ACTION ITEM: From the line bearing "In this exercise you will tag the cake side" down to the final line of the records below, give every line again exactly and add nothing.

Stored items:
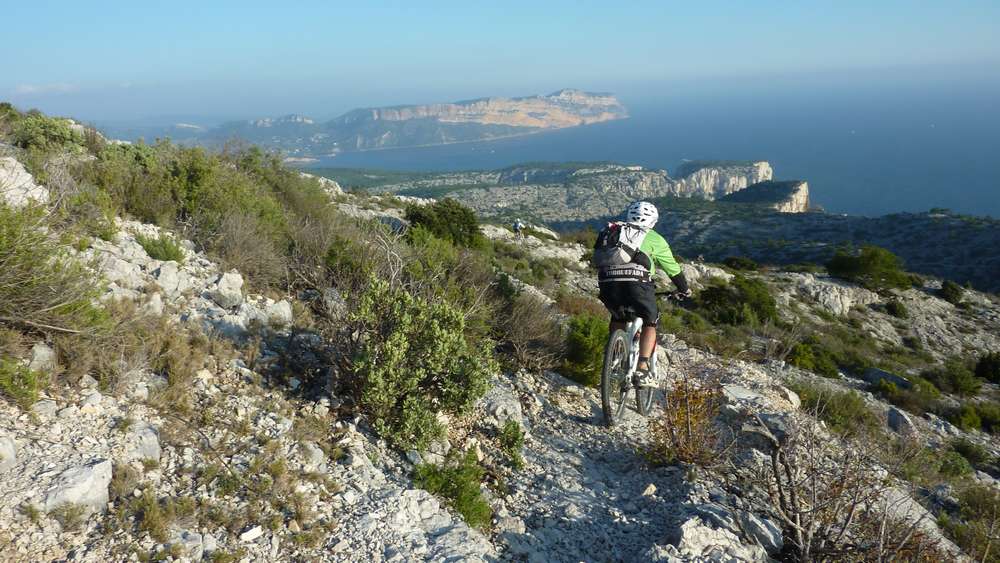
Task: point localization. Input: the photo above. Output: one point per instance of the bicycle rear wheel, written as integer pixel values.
(614, 378)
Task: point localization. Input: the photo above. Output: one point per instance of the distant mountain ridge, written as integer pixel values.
(420, 125)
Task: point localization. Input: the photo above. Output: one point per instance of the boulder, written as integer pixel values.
(279, 315)
(900, 421)
(171, 279)
(8, 453)
(501, 404)
(43, 358)
(84, 485)
(228, 290)
(191, 544)
(144, 443)
(123, 273)
(765, 531)
(17, 185)
(696, 540)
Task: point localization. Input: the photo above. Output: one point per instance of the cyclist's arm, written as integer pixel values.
(663, 257)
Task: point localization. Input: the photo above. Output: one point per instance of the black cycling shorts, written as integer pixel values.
(639, 296)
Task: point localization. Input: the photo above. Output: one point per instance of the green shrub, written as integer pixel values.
(845, 411)
(447, 219)
(966, 418)
(41, 286)
(458, 482)
(954, 377)
(163, 247)
(919, 399)
(38, 132)
(511, 442)
(415, 360)
(951, 292)
(873, 267)
(812, 357)
(976, 455)
(988, 367)
(896, 308)
(744, 301)
(953, 464)
(19, 384)
(585, 342)
(741, 263)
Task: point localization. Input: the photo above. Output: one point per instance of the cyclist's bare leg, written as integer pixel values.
(647, 344)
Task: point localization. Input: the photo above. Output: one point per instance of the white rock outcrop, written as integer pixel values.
(17, 185)
(84, 485)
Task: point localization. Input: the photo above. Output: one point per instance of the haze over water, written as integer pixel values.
(865, 149)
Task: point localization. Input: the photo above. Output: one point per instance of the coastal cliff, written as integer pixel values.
(421, 125)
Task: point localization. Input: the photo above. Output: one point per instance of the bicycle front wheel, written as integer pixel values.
(614, 378)
(644, 400)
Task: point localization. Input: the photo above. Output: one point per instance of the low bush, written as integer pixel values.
(511, 442)
(458, 482)
(743, 301)
(975, 454)
(47, 134)
(447, 219)
(18, 384)
(954, 464)
(741, 263)
(954, 376)
(951, 292)
(873, 267)
(896, 308)
(530, 333)
(845, 411)
(811, 356)
(988, 367)
(585, 342)
(41, 286)
(686, 431)
(162, 247)
(919, 399)
(413, 361)
(966, 417)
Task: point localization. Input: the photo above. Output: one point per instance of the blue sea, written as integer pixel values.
(866, 152)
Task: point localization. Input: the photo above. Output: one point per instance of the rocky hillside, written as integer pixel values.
(421, 125)
(287, 372)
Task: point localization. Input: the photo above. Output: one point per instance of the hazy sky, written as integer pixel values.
(124, 60)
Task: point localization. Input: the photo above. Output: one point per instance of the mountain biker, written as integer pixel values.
(631, 284)
(518, 228)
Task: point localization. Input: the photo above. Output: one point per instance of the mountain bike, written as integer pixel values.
(618, 378)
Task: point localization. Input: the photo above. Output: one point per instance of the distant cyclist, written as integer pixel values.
(627, 254)
(518, 229)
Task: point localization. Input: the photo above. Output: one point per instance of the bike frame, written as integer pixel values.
(632, 331)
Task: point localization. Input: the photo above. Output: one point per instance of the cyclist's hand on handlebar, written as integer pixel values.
(679, 295)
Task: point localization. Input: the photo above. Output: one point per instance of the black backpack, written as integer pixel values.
(618, 244)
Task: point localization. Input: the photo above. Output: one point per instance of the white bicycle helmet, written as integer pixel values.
(642, 213)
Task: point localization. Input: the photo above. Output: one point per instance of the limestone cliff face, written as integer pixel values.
(711, 182)
(566, 108)
(797, 202)
(422, 125)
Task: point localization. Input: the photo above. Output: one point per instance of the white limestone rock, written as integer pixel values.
(228, 290)
(17, 185)
(43, 358)
(84, 485)
(8, 453)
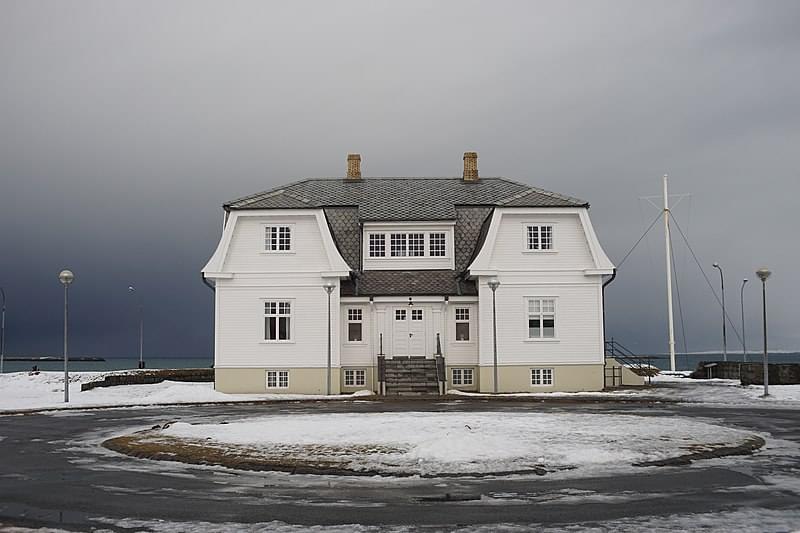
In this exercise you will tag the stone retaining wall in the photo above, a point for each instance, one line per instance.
(749, 373)
(141, 377)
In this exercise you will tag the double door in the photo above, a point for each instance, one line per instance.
(409, 330)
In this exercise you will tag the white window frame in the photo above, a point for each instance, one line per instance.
(415, 244)
(350, 313)
(402, 244)
(279, 373)
(462, 320)
(355, 373)
(525, 242)
(462, 374)
(402, 248)
(278, 315)
(439, 245)
(541, 314)
(376, 249)
(540, 376)
(267, 226)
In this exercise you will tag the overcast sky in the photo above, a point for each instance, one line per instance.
(125, 125)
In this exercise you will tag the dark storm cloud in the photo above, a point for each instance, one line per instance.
(124, 126)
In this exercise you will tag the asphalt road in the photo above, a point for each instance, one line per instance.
(54, 473)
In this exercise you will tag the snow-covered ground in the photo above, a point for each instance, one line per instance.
(745, 520)
(424, 443)
(21, 391)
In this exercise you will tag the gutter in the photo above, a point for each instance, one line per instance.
(605, 284)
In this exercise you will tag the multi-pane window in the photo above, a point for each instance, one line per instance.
(541, 376)
(540, 237)
(541, 318)
(277, 320)
(462, 323)
(436, 245)
(398, 244)
(354, 325)
(462, 376)
(416, 244)
(277, 238)
(277, 379)
(377, 245)
(355, 378)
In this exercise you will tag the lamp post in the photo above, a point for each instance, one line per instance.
(2, 330)
(132, 290)
(763, 273)
(329, 286)
(66, 277)
(744, 337)
(724, 332)
(493, 284)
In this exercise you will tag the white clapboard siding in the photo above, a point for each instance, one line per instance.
(246, 250)
(357, 353)
(578, 324)
(571, 250)
(240, 325)
(462, 353)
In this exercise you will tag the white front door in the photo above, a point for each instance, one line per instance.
(408, 330)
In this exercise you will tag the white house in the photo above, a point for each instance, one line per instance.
(409, 263)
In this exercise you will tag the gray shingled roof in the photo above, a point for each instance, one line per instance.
(404, 199)
(347, 203)
(408, 283)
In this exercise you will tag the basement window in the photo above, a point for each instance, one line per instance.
(355, 378)
(462, 376)
(277, 379)
(541, 377)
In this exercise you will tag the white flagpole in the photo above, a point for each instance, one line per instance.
(667, 247)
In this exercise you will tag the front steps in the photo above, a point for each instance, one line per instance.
(411, 376)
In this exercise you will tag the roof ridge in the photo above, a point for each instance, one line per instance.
(532, 189)
(269, 193)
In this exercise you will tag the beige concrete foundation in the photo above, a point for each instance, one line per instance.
(476, 378)
(566, 378)
(254, 381)
(371, 376)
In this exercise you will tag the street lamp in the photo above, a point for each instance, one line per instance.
(744, 337)
(329, 286)
(132, 290)
(763, 273)
(66, 277)
(493, 284)
(724, 333)
(2, 330)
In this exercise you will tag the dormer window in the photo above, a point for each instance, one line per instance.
(436, 245)
(377, 245)
(398, 244)
(539, 237)
(277, 238)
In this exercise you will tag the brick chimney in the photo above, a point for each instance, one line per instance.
(354, 166)
(470, 166)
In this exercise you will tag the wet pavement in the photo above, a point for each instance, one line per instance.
(53, 472)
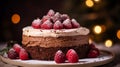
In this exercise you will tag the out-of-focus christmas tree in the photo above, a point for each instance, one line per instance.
(100, 16)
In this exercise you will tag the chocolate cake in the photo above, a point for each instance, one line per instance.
(48, 35)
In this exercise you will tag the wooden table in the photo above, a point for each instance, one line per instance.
(115, 49)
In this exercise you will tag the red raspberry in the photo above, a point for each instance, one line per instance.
(23, 55)
(58, 25)
(17, 48)
(75, 24)
(64, 17)
(56, 17)
(72, 56)
(50, 12)
(45, 18)
(92, 46)
(12, 54)
(36, 23)
(67, 24)
(47, 25)
(93, 53)
(59, 57)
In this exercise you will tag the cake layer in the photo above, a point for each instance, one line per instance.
(63, 41)
(30, 31)
(41, 53)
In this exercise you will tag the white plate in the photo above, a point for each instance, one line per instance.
(105, 57)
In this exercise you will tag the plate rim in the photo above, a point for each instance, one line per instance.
(6, 60)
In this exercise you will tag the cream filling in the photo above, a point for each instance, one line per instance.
(30, 31)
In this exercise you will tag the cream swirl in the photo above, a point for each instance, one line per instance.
(30, 31)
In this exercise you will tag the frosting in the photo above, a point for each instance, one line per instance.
(30, 31)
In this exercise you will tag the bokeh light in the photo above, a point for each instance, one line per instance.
(15, 18)
(89, 3)
(118, 34)
(90, 41)
(108, 43)
(96, 0)
(97, 29)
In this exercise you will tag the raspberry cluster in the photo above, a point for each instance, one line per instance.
(55, 20)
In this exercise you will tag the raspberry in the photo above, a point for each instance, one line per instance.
(72, 56)
(45, 18)
(23, 55)
(12, 54)
(36, 23)
(58, 25)
(64, 17)
(17, 48)
(75, 24)
(47, 25)
(93, 53)
(92, 46)
(67, 24)
(50, 12)
(59, 57)
(56, 17)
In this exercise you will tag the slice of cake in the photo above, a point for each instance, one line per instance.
(55, 32)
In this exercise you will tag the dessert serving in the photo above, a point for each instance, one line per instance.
(54, 37)
(55, 32)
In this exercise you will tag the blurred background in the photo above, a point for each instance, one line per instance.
(100, 16)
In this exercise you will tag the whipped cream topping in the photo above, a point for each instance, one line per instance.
(30, 31)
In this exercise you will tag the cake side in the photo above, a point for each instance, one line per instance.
(30, 31)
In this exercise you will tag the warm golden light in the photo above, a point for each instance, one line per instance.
(90, 40)
(118, 34)
(97, 29)
(89, 3)
(96, 0)
(108, 43)
(15, 18)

ANSWER SECTION:
In this exercise you will tag the cake side in the photo above, a point for each instance, one line per instance.
(30, 31)
In this exercise you will tag the warm golden light in the photo above, a point for each instance, one line per instance.
(90, 40)
(118, 34)
(97, 29)
(89, 3)
(96, 0)
(108, 43)
(15, 18)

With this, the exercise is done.